Aimless1-how did you like the cabelas skid plate?-Ozkar they are still on sale-got PIKES' 3 hunting buddies each one for christmas(2 GSP & a pointing lab)they look like ****'S ANGLES out in a bird field-LOL-PIKE in his vest


----------



## Aimless1 (Sep 25, 2011)

Hey RE, tried it on my Gordon (Nitro is 15 weeks a too small). Looked like that Cabela's vest is well built and will do the job 
Thanks for the tip and the advice.


----------



## redrover (Mar 17, 2011)

I'm pretty sure I saw something on RBD's blog once about some mesh headgear for preventing foxtail injuries. It appeared to be a mesh head cover. I'm not sure it it would protect from all kinds of cuts and scrapes, but it might! 

Edit: I found the original blog post on the gear. Here you go! http://redbirddog.blogspot.com/2011/06/bailey-and-chloe-outfox-foxtails.html Many thanks to RBD for his invaluable Vizsla resource.


----------



## Ozkar (Jul 4, 2011)

Please excuse my ignorance, I read Rod's blog on it and still can't work out what a foxtail is. I am guessing it is some type of plant which sticks into them?


----------



## redbirddog (Apr 23, 2010)

http://redbirddog.blogspot.com/2011/05/five-plants-that-can-seriously-injure_27.html

Last one on the list Ozkar. They are a nasty little plant.


http://redbirddog.blogspot.com/2010/02/foxtails-deadly-summertime-danger.html


RBD


----------



## kellygh (Oct 25, 2010)

Never heard of a skid plate, but I will look into it. Pumpkin wears a reflective, orange vest (Remington) during hunting season, but that's all I've bought. She runs through the woods and brush all the time. We have lots of briars etc., and she routinely gets superficial cuts & scrapes. When on birds, she really goes nuts, and usually comes home a bloody mess. EMT spray works great on scrapes & cuts. A must have, IMO. Pumpkin got a puncture wood on her leg once. Required a few staples which she pulled out within 12 hrs despite wearing a lamp shade. Maybe I need to protect her more? Just figured a hazard of being a high-octane dog :-\


----------



## Mischa (Feb 17, 2010)

You could hunt Crocs with this War-Dog Armour!


----------

[Source data]

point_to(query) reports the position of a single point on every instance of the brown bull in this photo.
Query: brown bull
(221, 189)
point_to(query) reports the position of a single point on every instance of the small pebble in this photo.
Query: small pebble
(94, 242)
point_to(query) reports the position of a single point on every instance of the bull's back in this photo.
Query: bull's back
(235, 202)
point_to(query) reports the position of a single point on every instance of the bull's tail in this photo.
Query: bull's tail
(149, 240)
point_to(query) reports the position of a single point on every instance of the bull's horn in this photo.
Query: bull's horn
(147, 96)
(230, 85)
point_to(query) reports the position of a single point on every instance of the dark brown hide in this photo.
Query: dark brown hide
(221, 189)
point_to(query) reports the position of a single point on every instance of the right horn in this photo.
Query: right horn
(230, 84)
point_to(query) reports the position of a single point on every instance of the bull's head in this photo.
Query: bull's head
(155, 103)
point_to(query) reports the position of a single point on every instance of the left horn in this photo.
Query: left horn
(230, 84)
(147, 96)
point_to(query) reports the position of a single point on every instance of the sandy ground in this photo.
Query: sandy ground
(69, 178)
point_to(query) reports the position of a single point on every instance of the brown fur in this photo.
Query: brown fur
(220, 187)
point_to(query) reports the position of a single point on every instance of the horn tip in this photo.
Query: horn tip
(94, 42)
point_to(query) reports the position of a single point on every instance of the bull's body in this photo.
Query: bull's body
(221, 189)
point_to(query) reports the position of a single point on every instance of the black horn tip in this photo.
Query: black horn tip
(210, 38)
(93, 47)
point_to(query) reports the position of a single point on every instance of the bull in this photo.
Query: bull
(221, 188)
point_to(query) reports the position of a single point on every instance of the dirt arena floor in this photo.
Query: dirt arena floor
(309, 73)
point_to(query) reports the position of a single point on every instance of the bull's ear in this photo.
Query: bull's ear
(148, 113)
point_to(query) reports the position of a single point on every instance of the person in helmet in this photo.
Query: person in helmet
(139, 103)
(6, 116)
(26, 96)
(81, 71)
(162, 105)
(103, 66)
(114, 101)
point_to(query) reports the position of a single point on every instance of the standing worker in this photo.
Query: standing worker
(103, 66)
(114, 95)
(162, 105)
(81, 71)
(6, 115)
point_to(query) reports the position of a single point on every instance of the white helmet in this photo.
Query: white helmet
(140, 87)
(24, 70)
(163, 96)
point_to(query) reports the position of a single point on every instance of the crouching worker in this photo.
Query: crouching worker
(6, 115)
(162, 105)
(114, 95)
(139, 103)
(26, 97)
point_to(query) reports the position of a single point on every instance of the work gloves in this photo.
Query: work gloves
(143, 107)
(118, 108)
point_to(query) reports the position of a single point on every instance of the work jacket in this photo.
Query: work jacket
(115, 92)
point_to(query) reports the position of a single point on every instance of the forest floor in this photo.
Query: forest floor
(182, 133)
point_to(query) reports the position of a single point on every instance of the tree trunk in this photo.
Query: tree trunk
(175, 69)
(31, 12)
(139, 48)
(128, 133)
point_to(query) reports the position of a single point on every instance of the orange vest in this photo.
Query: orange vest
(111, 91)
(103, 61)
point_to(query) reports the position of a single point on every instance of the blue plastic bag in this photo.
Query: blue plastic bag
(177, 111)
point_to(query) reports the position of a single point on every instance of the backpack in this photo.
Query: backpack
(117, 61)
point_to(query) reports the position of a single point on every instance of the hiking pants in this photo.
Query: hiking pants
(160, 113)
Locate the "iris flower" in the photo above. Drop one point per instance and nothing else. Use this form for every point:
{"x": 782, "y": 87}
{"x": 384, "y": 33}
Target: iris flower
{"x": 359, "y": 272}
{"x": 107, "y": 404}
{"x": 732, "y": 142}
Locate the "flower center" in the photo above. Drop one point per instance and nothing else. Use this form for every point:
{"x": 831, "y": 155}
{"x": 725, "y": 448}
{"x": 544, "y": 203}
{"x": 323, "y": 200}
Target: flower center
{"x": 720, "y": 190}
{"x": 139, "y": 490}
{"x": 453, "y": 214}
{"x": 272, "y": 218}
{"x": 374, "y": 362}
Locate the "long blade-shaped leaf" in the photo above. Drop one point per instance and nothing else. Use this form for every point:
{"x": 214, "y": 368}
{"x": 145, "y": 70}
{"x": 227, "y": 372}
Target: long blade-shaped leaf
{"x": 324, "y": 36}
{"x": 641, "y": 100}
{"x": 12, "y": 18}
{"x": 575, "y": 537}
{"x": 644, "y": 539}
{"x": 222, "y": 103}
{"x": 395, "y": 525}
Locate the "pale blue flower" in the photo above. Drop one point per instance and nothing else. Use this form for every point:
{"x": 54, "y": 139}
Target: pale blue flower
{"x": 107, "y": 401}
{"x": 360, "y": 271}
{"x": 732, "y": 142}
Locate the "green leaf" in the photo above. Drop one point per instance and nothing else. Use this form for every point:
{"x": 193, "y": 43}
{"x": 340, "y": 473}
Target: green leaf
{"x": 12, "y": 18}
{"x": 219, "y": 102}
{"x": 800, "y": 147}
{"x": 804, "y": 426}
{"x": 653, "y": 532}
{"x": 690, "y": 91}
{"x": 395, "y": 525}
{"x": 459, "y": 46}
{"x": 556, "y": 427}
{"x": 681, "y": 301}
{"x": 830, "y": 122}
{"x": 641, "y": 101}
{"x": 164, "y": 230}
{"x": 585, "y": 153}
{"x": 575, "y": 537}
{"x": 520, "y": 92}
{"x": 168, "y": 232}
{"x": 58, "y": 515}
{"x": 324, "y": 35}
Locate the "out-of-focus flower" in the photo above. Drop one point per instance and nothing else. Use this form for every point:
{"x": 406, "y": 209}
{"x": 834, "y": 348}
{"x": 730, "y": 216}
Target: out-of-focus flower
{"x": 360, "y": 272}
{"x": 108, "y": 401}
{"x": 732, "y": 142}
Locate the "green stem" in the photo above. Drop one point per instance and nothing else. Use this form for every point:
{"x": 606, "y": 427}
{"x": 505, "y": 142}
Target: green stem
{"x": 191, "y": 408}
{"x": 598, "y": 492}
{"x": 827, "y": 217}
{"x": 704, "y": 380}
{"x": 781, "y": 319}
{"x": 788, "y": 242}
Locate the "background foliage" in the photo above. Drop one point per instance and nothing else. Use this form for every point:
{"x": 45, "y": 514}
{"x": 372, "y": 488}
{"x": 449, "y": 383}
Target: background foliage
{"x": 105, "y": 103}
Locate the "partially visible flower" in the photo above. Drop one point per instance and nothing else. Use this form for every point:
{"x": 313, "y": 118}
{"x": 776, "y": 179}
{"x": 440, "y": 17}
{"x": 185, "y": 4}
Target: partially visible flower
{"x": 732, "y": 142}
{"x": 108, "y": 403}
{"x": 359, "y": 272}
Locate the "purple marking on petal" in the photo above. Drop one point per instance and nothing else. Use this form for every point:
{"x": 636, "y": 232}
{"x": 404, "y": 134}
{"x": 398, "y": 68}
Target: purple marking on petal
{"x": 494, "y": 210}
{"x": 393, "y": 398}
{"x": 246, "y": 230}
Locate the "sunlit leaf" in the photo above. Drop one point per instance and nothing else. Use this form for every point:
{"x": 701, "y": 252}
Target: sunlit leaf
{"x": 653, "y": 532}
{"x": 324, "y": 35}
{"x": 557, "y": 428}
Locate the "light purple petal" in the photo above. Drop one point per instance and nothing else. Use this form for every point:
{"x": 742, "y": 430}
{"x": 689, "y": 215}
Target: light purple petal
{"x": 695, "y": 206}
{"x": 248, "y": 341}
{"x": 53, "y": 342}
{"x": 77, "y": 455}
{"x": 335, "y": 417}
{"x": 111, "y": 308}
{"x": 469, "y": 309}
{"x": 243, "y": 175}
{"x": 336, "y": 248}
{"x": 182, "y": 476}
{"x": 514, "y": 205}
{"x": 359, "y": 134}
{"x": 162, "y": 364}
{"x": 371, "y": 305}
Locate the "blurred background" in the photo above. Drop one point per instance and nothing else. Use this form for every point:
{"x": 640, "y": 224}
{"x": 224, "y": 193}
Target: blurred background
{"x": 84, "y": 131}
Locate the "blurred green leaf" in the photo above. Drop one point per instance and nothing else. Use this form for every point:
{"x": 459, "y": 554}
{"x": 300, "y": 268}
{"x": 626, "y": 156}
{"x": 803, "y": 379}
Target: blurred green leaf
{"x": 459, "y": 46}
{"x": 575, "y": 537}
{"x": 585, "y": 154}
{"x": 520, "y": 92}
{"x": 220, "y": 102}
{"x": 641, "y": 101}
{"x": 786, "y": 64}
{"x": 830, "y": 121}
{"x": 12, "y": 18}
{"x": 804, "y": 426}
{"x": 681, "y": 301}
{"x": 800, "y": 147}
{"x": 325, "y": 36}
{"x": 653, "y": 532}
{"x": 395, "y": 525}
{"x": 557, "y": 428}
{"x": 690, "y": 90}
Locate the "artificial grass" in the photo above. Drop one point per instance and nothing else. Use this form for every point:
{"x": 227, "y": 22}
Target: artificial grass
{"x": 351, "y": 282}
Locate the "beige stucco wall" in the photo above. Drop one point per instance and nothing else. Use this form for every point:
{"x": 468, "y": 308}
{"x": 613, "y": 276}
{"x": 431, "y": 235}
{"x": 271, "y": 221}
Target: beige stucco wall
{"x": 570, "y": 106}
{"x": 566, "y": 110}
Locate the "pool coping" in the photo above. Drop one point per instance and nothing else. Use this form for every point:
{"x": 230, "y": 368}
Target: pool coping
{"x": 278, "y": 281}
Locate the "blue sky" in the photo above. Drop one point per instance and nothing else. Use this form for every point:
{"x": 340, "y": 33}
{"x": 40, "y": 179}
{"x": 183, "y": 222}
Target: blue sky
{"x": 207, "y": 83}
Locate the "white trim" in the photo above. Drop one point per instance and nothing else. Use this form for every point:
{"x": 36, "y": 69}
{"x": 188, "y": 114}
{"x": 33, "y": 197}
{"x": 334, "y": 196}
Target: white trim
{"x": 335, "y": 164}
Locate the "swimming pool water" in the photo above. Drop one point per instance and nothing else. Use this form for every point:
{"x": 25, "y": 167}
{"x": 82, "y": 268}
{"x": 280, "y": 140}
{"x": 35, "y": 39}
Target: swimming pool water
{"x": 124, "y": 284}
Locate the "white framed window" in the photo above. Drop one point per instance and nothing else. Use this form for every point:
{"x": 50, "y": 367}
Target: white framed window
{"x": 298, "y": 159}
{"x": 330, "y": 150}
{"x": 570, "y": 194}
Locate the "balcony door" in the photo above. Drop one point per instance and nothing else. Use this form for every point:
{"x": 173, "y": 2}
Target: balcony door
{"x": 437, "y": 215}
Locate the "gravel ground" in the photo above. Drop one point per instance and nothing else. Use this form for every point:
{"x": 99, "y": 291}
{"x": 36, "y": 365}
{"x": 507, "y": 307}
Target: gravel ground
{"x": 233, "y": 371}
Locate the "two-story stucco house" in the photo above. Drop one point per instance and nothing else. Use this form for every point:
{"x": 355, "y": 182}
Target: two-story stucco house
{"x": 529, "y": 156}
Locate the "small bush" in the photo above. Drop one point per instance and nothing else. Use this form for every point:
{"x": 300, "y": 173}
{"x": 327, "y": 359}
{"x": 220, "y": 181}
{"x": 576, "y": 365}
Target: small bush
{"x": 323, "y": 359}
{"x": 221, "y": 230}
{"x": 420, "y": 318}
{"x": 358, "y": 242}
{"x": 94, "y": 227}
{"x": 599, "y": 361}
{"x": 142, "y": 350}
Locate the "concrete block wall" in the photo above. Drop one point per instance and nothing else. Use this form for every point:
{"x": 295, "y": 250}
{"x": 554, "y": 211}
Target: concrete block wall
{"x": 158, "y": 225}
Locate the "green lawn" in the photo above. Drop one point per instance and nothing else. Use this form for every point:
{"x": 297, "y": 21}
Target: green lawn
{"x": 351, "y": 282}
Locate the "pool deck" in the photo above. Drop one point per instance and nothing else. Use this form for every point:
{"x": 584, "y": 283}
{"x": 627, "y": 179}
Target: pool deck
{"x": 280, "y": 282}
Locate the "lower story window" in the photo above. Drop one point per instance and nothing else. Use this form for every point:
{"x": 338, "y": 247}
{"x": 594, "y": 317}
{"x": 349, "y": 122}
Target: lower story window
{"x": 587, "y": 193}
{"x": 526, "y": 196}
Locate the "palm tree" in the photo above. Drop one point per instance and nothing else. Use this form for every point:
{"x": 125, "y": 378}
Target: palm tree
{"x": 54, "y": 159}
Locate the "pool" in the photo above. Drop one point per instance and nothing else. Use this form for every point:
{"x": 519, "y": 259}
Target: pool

**What the task asks**
Quote the passage of the forum thread on protective gear for hunting dogs, starting with "## kellygh (Oct" and going on through "(Feb 17, 2010)".

**Written response**
## kellygh (Oct 25, 2010)

Never heard of a skid plate, but I will look into it. Pumpkin wears a reflective, orange vest (Remington) during hunting season, but that's all I've bought. She runs through the woods and brush all the time. We have lots of briars etc., and she routinely gets superficial cuts & scrapes. When on birds, she really goes nuts, and usually comes home a bloody mess. EMT spray works great on scrapes & cuts. A must have, IMO. Pumpkin got a puncture wood on her leg once. Required a few staples which she pulled out within 12 hrs despite wearing a lamp shade. Maybe I need to protect her more? Just figured a hazard of being a high-octane dog :-\


----------



## Mischa (Feb 17, 2010)